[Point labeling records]
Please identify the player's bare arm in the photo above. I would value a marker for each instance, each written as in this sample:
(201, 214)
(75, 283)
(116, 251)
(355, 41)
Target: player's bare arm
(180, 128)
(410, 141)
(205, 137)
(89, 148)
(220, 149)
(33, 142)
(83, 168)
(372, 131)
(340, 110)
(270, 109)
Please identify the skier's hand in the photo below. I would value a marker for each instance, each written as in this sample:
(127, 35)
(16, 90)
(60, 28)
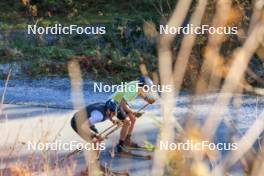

### INSTRUCTIONS FOR THE TASK
Write out the records again word for word, starting at the line that contains "Please identify the skier's" and going on through the end of the records. Leave the pictures out.

### RESULT OF THIS TASK
Please identify the skier's hand in the photo below. I would value a marker for each instance, each written as in this sample:
(127, 35)
(16, 90)
(60, 28)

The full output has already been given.